TASK INSTRUCTIONS:
Make an exact copy of every entry.

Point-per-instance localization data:
BEGIN

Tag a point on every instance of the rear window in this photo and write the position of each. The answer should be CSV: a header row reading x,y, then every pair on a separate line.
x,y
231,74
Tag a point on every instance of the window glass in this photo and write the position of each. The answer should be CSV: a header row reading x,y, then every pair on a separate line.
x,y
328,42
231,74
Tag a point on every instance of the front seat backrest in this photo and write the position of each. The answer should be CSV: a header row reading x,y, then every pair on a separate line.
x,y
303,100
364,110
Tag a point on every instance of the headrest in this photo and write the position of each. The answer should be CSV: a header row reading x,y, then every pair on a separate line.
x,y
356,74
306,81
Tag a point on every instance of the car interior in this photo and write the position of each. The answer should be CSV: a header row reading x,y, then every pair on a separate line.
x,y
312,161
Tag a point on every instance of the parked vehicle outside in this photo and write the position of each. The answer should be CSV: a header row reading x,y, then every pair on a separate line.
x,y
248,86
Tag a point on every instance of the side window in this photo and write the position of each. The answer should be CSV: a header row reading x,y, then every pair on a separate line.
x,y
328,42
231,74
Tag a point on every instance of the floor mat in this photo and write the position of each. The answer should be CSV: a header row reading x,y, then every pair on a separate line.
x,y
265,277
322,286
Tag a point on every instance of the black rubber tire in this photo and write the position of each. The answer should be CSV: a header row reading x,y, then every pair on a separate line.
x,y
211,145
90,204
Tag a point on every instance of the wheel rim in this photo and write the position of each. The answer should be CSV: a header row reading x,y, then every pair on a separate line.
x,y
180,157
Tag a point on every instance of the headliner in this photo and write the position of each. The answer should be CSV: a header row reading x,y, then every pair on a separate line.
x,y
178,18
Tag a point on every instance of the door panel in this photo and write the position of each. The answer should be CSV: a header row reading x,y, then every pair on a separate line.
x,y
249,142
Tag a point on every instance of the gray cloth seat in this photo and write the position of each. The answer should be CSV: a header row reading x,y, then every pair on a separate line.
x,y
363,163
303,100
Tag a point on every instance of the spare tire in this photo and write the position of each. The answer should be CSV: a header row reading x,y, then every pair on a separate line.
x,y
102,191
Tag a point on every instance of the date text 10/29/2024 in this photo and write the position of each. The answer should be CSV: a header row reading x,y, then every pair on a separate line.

END

RESULT OF THIS TASK:
Tag a point on every instance of the rear window in this photo and write the position of each. The answer should be CSV: a header row reading x,y, then every pair on a separate line.
x,y
231,74
Tag a point on every instance of the window glass in this photo and write the position of each. The answer should be CSV: a header row reading x,y, then every pair on a separate line.
x,y
328,42
231,74
Tag a point on every instance of the front seat backrest in this photo and write the position of each. The answer should be CSV: a header row reading x,y, then every pair on a separate line.
x,y
303,100
364,110
Tag a point on every instance of the headrest in this photo and write the position of each. The answer should be CSV: a header row reading x,y, then every pair on a separate line.
x,y
356,74
306,81
Tag a point on every instance of the car interior in this photo and write the position of each. The answer should be CSV: a header row reading x,y, then every pair on a separate line.
x,y
312,161
Tag a point on every instance of the parked vehicle outside in this photo and write the position of each. The answer should be CSV: a header row reading x,y, then every pair on a separate line.
x,y
248,86
Tag a point on every instance of the side window in this photo and write the position of each. The answer should be CSV: a header row reading x,y, then every pair on a separate line.
x,y
328,42
231,74
Tag a point on every instance of the floor mat in this photo and write the position of each. The answer should be CSV: a header row reading x,y, then every pair on a separate line.
x,y
265,277
322,286
Tag a point on every instance of the black rubber tire in this photo and write the position of each. The answer should be CSV: a header row reading x,y, then every pair on a separate line.
x,y
211,145
90,204
Tag a point on every instance of the wheel rim in this photo and write the position of each. The answer should be CSV: a header row reading x,y, then every pair on a separate line.
x,y
180,157
Tag a point on every instance of the headliner in this photo and write the position of each. The answer should be CSV: a header row reading x,y, then every pair on a separate line.
x,y
178,18
Tag a point on every instance of the door panel in this photo and write the position of each. The answer should be CSV: a header row reading x,y, then every pair on a separate line.
x,y
249,142
Tag a point on every instance of the gray cloth seat in this photo and write the position of each. The answer should be CSV: a header row reading x,y, then every pair on a separate line.
x,y
363,163
303,100
Tag a point on every instance of the spare tire in this photo and write the position of each. The answer should be CSV: a header row reading x,y, then every pair on a separate line.
x,y
102,191
Tag a point on every instance of the date text 10/29/2024 in this photo and write the position of each. The answer should be CSV: a header row reading x,y, then every pair on a separate line.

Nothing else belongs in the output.